Anthrax Vaccine Loses to Lobbying

Politically Connected Firm Knocked Out Bay Area Start Up for Choice Contracts

By Arthur Allen 05/19/2008 | 3 Comments

Update: The Department of Health and Human Services sent a response after this story was originally posted. The department's comment has been inserted.

 

Six-and-a-half years after someone mailed finely milled anthrax spores to the U.S. Capitol, the industry created to respond to that attack has received billions in cash but produced little protection. A little-noticed news item last week reveals the most dramatic failure of the $5.6 billion Bioshield program, which was supposed to provide drugs and vaccines against terror agents--its cornerstone being the creation of a safe, effective vaccine against anthrax.

As demonstrated by the anthrax mailings—a case the FBI has yet to crack—deadly anthrax bacteria are a real potential threat. The most likely assailant in the October 2001 attack was an American scientist, perhaps someone who wanted not to kill, but to focus Congress' attention on the bioterror threat.

(Matt Mahurin) If that's the case, the attack was extremely successful. But in the so-far fruitless effort to get a better vaccine, the government has ruined one company that was developing an inventive solution while it has allowed another, politically well-connected firm to reap the benefits.

Last week, Emergent Biosolutions, which has been making a crude anthrax vaccine since the 1960s, under various names, quietly purchased recombinant anthrax vaccine technology for the bargain-basement price of $2 million. It bought the vaccine from Vaxgen, a sophisticated, San Francisco-area company that the government drove out of business through its bungled management of the Bioshield program. Vaxgen, which once had more than 300 employees, now has six, and is basically in the process of selling off its assets.

Emergent, which is based in Rockville, Md., but makes the old vaccine at a plant in Lansing, Mich., used an army of lobbyists to undercut Vaxgen’s relationship with the Dept. of Health and Human Services. In late 2006, HHS canceled a $878 million contract with Vaxgen, leaving the company holding the bag for more than $150 million it had spent to develop the vaccine. HHS said Vaxgen had failed to meet production deadlines; Vaxgen executives said they were delayed by minor technical problems that have since been clarified.

Images for object localization
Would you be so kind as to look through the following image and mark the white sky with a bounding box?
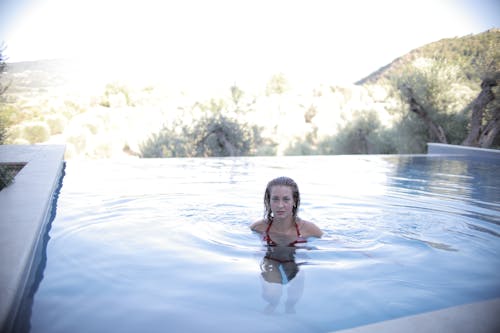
[0,0,500,87]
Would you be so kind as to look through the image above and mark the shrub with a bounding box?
[140,114,263,157]
[23,121,50,144]
[45,114,68,135]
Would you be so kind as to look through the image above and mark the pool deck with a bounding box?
[0,145,65,332]
[0,145,500,333]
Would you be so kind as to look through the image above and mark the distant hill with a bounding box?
[356,28,500,85]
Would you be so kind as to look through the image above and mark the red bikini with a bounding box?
[263,220,307,246]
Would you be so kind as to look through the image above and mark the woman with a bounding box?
[250,177,323,246]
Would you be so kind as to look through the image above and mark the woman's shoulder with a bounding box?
[298,219,323,238]
[250,220,267,232]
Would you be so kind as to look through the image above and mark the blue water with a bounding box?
[31,156,500,333]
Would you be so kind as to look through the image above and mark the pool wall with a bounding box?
[427,143,500,163]
[0,144,500,333]
[0,145,65,332]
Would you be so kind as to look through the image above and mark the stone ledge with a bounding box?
[0,145,65,332]
[427,143,500,162]
[337,298,500,333]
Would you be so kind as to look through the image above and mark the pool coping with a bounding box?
[427,142,500,163]
[335,298,500,333]
[0,145,65,332]
[0,144,500,333]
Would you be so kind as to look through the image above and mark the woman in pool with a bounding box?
[250,177,323,313]
[250,177,323,246]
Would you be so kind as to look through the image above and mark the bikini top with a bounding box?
[263,220,307,246]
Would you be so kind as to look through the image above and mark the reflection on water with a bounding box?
[31,156,500,333]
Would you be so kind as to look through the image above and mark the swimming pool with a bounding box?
[26,156,500,332]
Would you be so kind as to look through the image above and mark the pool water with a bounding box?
[26,156,500,333]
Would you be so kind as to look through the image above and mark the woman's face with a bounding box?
[270,185,295,220]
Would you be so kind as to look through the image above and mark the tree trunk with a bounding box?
[479,107,500,148]
[462,78,500,148]
[403,85,448,143]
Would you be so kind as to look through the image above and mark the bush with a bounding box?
[23,121,50,144]
[45,114,68,135]
[140,114,263,157]
[317,112,396,155]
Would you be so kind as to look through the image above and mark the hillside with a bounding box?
[356,28,500,85]
[0,29,500,158]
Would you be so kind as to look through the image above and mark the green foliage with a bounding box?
[23,121,50,144]
[45,114,68,135]
[285,111,397,155]
[0,45,8,145]
[100,83,134,108]
[140,114,261,157]
[357,29,500,87]
[0,163,24,190]
[326,112,394,154]
[266,73,290,96]
[392,59,476,153]
[140,86,264,157]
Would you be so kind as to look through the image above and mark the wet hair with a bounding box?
[264,177,300,223]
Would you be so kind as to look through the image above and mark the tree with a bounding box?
[462,72,500,148]
[0,44,8,144]
[392,57,474,153]
[141,86,263,157]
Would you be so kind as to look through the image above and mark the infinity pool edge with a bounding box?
[0,145,65,332]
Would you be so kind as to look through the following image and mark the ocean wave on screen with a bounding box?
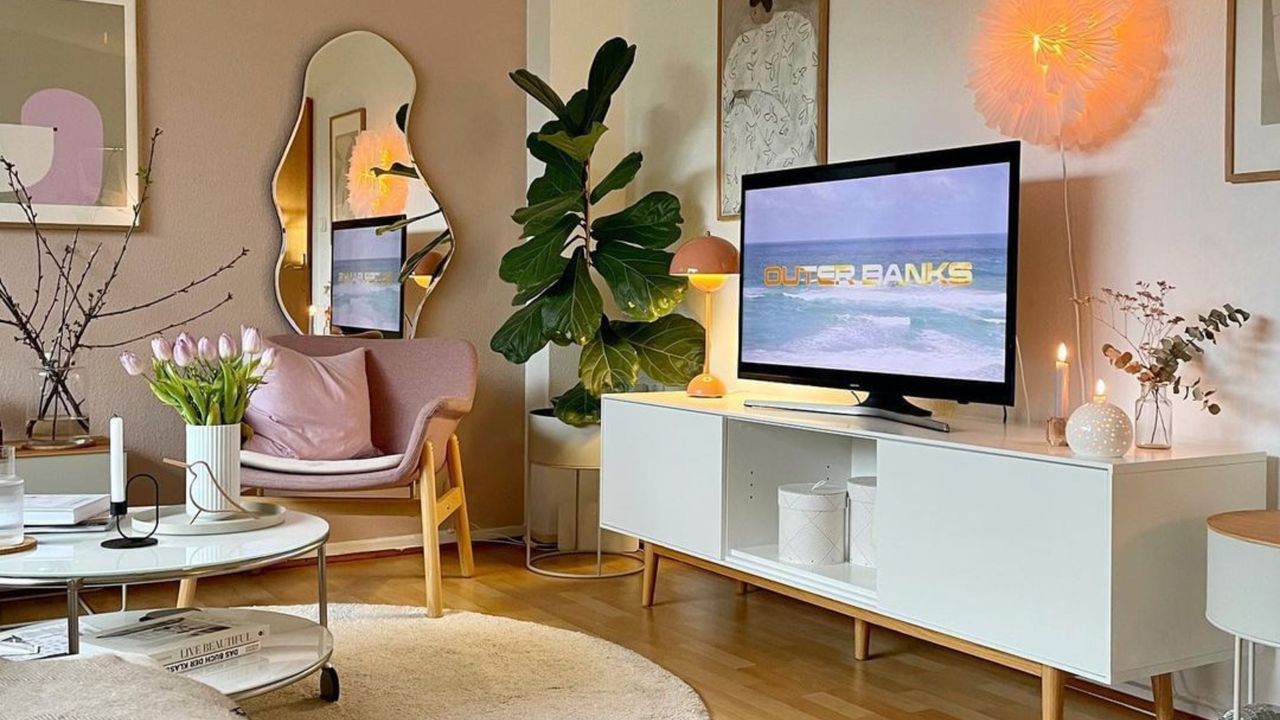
[742,325,1005,380]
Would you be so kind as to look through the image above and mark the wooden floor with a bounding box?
[0,543,1144,720]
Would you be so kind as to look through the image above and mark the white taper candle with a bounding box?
[109,415,128,502]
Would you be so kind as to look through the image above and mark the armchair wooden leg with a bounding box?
[417,442,444,618]
[1151,673,1174,720]
[1041,665,1066,720]
[449,436,476,578]
[854,618,872,660]
[174,578,196,607]
[640,543,658,607]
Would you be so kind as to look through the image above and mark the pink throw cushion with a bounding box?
[244,345,378,460]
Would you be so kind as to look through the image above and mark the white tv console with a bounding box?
[600,392,1266,720]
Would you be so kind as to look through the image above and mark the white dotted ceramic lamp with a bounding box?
[1066,380,1133,457]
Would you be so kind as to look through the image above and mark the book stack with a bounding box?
[22,493,109,533]
[81,610,270,673]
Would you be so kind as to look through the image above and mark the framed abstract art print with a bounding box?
[1226,0,1280,182]
[0,0,138,227]
[716,0,829,220]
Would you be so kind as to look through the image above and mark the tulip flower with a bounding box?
[241,327,262,355]
[173,337,196,368]
[120,352,142,375]
[196,337,218,363]
[218,333,239,360]
[151,337,173,363]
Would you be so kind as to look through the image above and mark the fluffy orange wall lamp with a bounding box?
[969,0,1169,150]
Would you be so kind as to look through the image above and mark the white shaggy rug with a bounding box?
[243,605,709,720]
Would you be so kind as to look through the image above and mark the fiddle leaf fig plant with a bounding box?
[489,37,704,427]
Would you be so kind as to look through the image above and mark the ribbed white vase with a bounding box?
[187,424,241,520]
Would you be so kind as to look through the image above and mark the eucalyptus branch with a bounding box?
[96,247,248,319]
[79,292,233,350]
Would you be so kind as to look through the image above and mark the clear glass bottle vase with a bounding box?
[1133,383,1174,450]
[27,365,92,448]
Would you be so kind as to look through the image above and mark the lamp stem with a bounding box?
[703,286,712,375]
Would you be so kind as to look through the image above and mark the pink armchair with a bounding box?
[179,336,477,618]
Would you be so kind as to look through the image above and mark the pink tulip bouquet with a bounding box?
[120,328,275,425]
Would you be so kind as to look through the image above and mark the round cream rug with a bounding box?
[235,605,709,720]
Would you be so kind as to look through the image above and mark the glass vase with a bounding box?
[1133,383,1174,450]
[27,365,92,448]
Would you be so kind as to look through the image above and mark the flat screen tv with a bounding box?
[739,142,1019,420]
[329,215,406,338]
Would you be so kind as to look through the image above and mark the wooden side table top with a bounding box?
[5,436,111,460]
[1208,510,1280,547]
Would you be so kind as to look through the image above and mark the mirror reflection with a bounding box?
[273,31,454,337]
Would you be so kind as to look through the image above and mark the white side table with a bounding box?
[0,510,339,701]
[1204,510,1280,719]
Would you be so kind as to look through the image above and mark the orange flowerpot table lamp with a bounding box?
[671,232,739,397]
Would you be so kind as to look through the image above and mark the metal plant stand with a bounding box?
[525,461,644,580]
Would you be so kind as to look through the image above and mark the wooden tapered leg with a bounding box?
[1041,665,1066,720]
[640,543,658,607]
[1151,673,1174,720]
[417,442,444,618]
[854,618,872,660]
[449,436,476,578]
[174,578,196,607]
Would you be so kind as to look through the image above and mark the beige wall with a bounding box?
[570,0,1280,716]
[0,0,525,534]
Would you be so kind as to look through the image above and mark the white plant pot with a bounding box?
[529,410,600,470]
[187,424,241,520]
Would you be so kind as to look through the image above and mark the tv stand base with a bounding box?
[742,398,951,433]
[640,542,1176,720]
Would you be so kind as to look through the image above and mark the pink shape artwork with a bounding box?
[22,87,102,205]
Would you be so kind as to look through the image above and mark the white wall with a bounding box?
[552,0,1280,716]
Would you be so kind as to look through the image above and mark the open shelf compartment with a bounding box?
[724,420,876,607]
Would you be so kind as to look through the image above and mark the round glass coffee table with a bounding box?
[0,510,339,701]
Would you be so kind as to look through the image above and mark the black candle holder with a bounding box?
[102,473,160,550]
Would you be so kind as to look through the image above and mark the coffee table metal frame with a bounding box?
[0,517,338,702]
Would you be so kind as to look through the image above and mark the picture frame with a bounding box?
[0,0,140,228]
[329,108,366,222]
[1225,0,1280,183]
[716,0,831,220]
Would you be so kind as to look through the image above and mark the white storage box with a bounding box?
[778,483,849,565]
[847,475,876,568]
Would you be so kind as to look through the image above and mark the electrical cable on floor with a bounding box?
[1014,336,1032,427]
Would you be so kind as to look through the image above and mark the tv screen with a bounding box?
[740,143,1018,402]
[330,215,404,337]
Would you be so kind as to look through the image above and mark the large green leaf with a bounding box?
[538,123,609,163]
[489,299,547,365]
[498,215,577,305]
[552,383,600,428]
[591,242,686,320]
[612,315,707,386]
[564,87,591,133]
[511,192,582,237]
[586,37,636,122]
[543,247,604,345]
[591,191,685,250]
[511,68,568,122]
[591,152,644,205]
[577,319,640,396]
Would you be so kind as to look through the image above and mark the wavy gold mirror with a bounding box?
[271,31,454,337]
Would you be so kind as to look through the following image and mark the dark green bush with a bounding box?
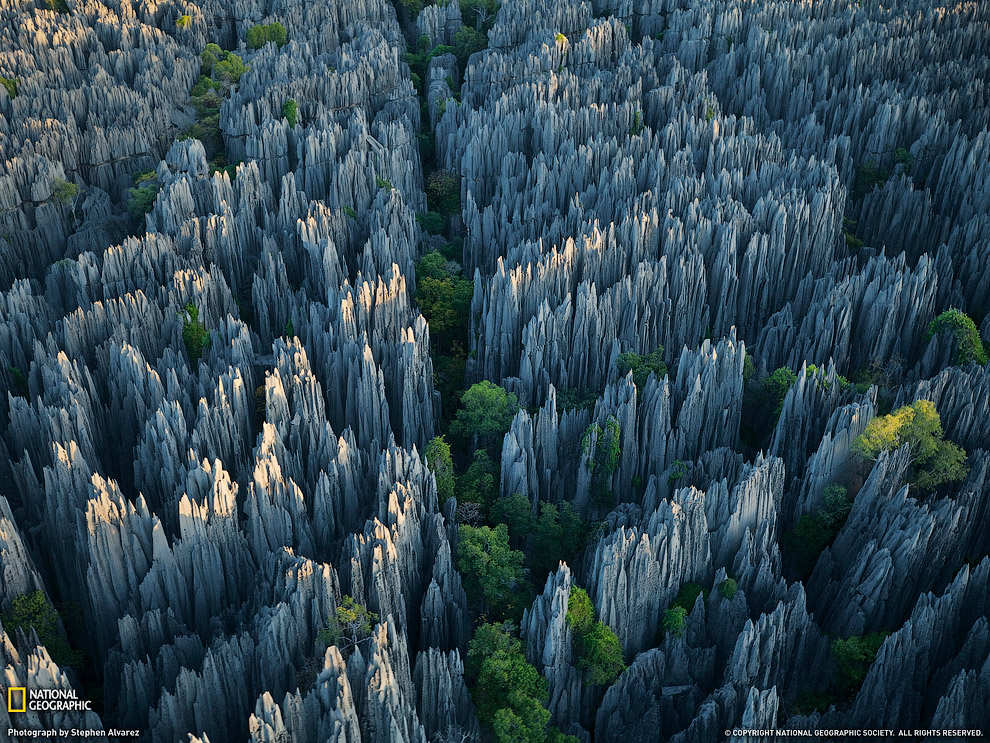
[416,212,446,235]
[426,170,461,214]
[616,346,667,390]
[247,21,286,49]
[0,591,85,669]
[182,302,211,364]
[925,308,987,366]
[282,98,299,129]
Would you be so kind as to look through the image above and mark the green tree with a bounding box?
[457,449,498,513]
[247,21,286,49]
[763,366,797,419]
[616,346,667,390]
[452,26,488,70]
[465,624,550,743]
[530,501,588,580]
[282,98,299,129]
[423,436,455,505]
[832,632,888,696]
[674,583,708,614]
[565,586,595,635]
[926,308,987,366]
[567,586,626,686]
[0,77,17,100]
[416,250,474,348]
[457,524,525,613]
[460,0,498,31]
[416,212,446,235]
[182,302,211,364]
[850,400,969,492]
[450,379,519,446]
[52,178,79,204]
[213,52,247,85]
[663,606,687,637]
[576,622,626,686]
[127,183,158,222]
[336,596,378,645]
[426,170,461,215]
[818,483,852,534]
[0,591,85,668]
[581,418,622,508]
[491,493,533,544]
[718,578,739,599]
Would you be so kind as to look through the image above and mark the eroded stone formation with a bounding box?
[0,0,990,743]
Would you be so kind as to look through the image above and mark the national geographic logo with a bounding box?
[7,686,27,712]
[7,686,92,713]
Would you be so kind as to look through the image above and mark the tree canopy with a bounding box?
[450,379,519,445]
[457,524,525,613]
[616,346,667,390]
[0,591,84,668]
[567,586,626,686]
[927,308,987,366]
[850,400,969,492]
[423,436,455,505]
[465,624,550,743]
[247,21,286,49]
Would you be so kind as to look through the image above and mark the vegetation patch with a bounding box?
[850,400,969,492]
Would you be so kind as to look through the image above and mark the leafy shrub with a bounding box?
[925,308,987,366]
[894,147,914,170]
[581,418,622,507]
[426,170,461,214]
[0,591,85,668]
[763,366,797,418]
[850,400,969,492]
[567,586,626,686]
[718,578,739,599]
[629,111,644,137]
[416,212,446,235]
[452,26,488,69]
[557,387,598,413]
[457,524,525,614]
[524,499,588,581]
[832,632,887,696]
[0,77,17,100]
[213,52,247,85]
[423,436,454,505]
[52,178,79,204]
[7,365,29,397]
[673,583,708,614]
[282,98,299,129]
[450,379,519,444]
[182,302,211,364]
[781,484,853,578]
[127,183,158,221]
[247,21,286,49]
[616,346,667,391]
[663,606,687,637]
[416,250,474,349]
[465,624,561,743]
[743,353,756,382]
[852,160,890,201]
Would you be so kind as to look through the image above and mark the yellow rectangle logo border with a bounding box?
[7,686,27,712]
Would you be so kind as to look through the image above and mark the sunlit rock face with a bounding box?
[0,0,990,743]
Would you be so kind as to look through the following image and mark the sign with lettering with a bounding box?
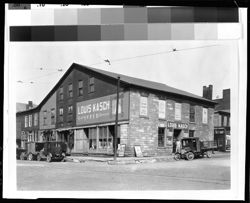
[140,96,148,116]
[167,121,188,129]
[76,93,129,125]
[135,146,143,157]
[159,100,166,119]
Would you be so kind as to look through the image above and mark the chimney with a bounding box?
[202,85,213,100]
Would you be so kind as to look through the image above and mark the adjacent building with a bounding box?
[17,63,216,156]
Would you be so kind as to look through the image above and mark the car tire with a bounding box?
[46,154,51,162]
[186,152,194,161]
[174,153,181,161]
[27,153,33,161]
[206,151,212,158]
[20,152,25,160]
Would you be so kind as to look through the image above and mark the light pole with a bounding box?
[114,76,120,160]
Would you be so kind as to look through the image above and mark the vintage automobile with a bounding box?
[174,137,217,160]
[37,141,67,162]
[20,141,67,162]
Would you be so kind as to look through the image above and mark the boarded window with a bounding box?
[202,108,208,124]
[140,96,148,116]
[158,100,166,119]
[175,103,181,120]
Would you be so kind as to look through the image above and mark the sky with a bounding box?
[8,40,237,104]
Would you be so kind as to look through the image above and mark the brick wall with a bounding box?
[125,89,214,156]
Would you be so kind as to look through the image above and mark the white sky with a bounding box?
[9,40,237,104]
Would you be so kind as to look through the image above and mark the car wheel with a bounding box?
[174,153,181,161]
[206,151,212,158]
[28,153,33,161]
[36,154,42,161]
[46,154,51,162]
[20,152,25,160]
[186,152,194,161]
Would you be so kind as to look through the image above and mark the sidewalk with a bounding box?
[64,155,174,165]
[64,151,230,165]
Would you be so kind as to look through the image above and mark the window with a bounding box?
[29,115,32,127]
[140,96,148,116]
[202,108,208,124]
[50,108,55,125]
[59,87,63,100]
[68,105,73,114]
[34,113,38,126]
[223,116,227,126]
[158,127,165,147]
[59,108,63,122]
[189,105,195,123]
[78,80,83,96]
[68,83,73,97]
[174,103,181,120]
[189,130,194,137]
[43,110,47,125]
[158,100,166,119]
[89,77,95,93]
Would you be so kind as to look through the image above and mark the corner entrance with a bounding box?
[173,129,181,153]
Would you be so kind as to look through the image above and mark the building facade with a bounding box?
[16,63,216,156]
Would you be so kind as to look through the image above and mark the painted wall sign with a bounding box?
[167,121,188,129]
[76,92,129,125]
[159,100,166,119]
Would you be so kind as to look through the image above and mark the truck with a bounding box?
[174,137,217,160]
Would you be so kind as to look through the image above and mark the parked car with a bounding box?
[174,137,217,160]
[37,141,67,162]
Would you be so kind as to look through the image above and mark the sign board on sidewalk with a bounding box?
[118,144,126,156]
[135,146,143,157]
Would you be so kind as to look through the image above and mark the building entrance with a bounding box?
[173,129,181,153]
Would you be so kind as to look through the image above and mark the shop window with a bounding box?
[59,87,63,100]
[158,127,165,147]
[189,130,194,137]
[50,108,55,125]
[89,77,95,93]
[202,108,208,124]
[68,83,73,97]
[98,126,108,149]
[34,113,38,126]
[24,116,28,128]
[43,110,47,125]
[174,103,181,120]
[68,105,73,114]
[189,105,195,123]
[140,96,148,117]
[78,80,83,96]
[89,128,97,150]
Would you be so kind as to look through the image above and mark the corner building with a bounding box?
[15,63,216,156]
[50,63,216,156]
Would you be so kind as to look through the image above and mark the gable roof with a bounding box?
[17,63,217,114]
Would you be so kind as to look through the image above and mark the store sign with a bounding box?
[76,93,129,125]
[159,100,166,119]
[140,96,148,116]
[167,121,188,129]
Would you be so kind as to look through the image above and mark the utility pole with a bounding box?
[114,76,120,160]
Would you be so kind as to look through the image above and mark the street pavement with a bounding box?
[17,152,230,191]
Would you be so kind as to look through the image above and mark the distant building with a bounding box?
[203,85,230,151]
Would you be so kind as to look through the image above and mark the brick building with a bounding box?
[17,63,216,156]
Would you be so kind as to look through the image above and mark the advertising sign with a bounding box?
[76,93,129,125]
[167,121,188,129]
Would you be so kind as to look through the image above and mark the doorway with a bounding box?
[173,129,181,153]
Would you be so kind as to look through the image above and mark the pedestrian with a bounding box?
[175,139,181,153]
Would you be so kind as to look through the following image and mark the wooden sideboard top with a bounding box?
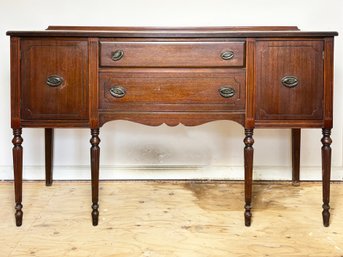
[7,26,338,38]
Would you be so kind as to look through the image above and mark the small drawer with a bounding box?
[100,41,245,67]
[100,69,245,112]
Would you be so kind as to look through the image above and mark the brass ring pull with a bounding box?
[281,76,299,88]
[110,86,126,98]
[46,75,64,87]
[220,51,235,61]
[111,50,124,61]
[219,87,236,98]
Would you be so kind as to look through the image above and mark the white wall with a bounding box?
[0,0,343,179]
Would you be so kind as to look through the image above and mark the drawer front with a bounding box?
[100,70,245,111]
[100,41,245,67]
[21,39,88,120]
[256,40,323,120]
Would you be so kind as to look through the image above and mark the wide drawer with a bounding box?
[100,41,245,67]
[100,69,245,111]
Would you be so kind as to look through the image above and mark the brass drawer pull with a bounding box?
[110,86,126,98]
[219,87,236,98]
[111,50,124,61]
[46,75,64,87]
[281,76,299,88]
[220,51,234,61]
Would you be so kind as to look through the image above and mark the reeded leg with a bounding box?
[90,128,100,226]
[12,128,23,227]
[244,129,254,227]
[45,128,54,186]
[292,129,301,186]
[322,128,332,227]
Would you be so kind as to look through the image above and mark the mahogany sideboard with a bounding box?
[7,26,338,226]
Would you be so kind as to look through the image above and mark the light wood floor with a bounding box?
[0,182,343,257]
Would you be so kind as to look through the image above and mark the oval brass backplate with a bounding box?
[46,75,64,87]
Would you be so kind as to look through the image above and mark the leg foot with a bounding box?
[15,203,23,227]
[292,129,301,186]
[12,128,23,227]
[92,203,99,226]
[90,128,100,226]
[244,204,252,227]
[45,128,54,186]
[321,128,332,227]
[244,129,254,227]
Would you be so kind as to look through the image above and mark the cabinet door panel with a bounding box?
[21,39,88,120]
[256,40,323,120]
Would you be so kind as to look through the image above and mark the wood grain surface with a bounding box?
[0,181,343,257]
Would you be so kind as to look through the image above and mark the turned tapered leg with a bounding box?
[90,128,100,226]
[244,129,254,226]
[292,129,301,186]
[12,128,23,227]
[322,128,332,227]
[45,128,54,186]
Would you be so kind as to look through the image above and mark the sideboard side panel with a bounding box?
[88,38,99,129]
[324,38,334,128]
[256,39,324,121]
[245,38,256,128]
[11,37,21,128]
[21,38,88,121]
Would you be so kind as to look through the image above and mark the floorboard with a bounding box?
[0,181,343,257]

=== Your tasks ===
1. According to the anthrax vaccine article, what price did Emergent Biosolutions pay for Vaxgen's recombinant anthrax vaccine technology?
2. Please copy word for word the part of the anthrax vaccine article between "(Matt Mahurin) If" and "reap the benefits.", inclusive.
3. Write the next part of the anthrax vaccine article, picking up after its last sentence.

=== Answers given ===
1. $2 million.

2.
(Matt Mahurin) If that's the case, the attack was extremely successful. But in the so-far fruitless effort to get a better vaccine, the government has ruined one company that was developing an inventive solution while it has allowed another, politically well-connected firm to reap the benefits.

3.
Vaxgen continued to improve its recombinant anthrax vaccine after HHS cut it loose, but it was unable to find a major drug company to buy it. After witnessing what HHS had done to Vaxgen, former company officials say, none of the major vaccine makers wanted to enter a contract with the government.

Emergent, on the other hand, was nothing if not politically connected. Its chief executive and his wife, for example, alone donated more than $220,000 to lobbying and political campaigns. Emergent had lobbied for years to paint Vaxgen as unreliable, and it ended up buying its vaccine for a song.

The story of the recombinant anthrax vaccine stands as the most poignant fiasco of the Bioshield program. President George W. Bush announced the program in 2003, during a visit to the National Institutes of Health. Bush said the program would “put NIH squarely in the midst of our war to defend America and to defeat international terrorism.”

The idea was to provide government stimulus to get drug companies to make products that had no market other than the government. Many scientists and public health officials believed it could have the secondary benefit of stimulating the development and manufacturing of much-needed civilian vaccines, at a time when the nation’s vaccine industry had been reduced, effectively, to five companies.

But five years later, companies that signed deals with HHS to produce anthrax vaccines, as well as drugs to fight radiation sickness, have dropped out of the program after acrimonious disagreements. One company, Acambis, has delivered a successful new vaccine against smallpox--a disease that was eradicated in 1980 and is believed to exist only in two secure laboratories. Except for a related effort to make pandemic flu vaccines, none of the big vaccine manufacturers have bought into the biodefense program.

Perhaps the most egregious fallout from Bioshield, however, was the destruction of Vaxgen, a company that included some of the country's most talented and experienced vaccine manufacturers. It was led by Lance Gordon, a scientist who helped create more than a dozen vaccines -- including a groundbreaking meningitis shot now given to all children in the United States, Europe and Latin America.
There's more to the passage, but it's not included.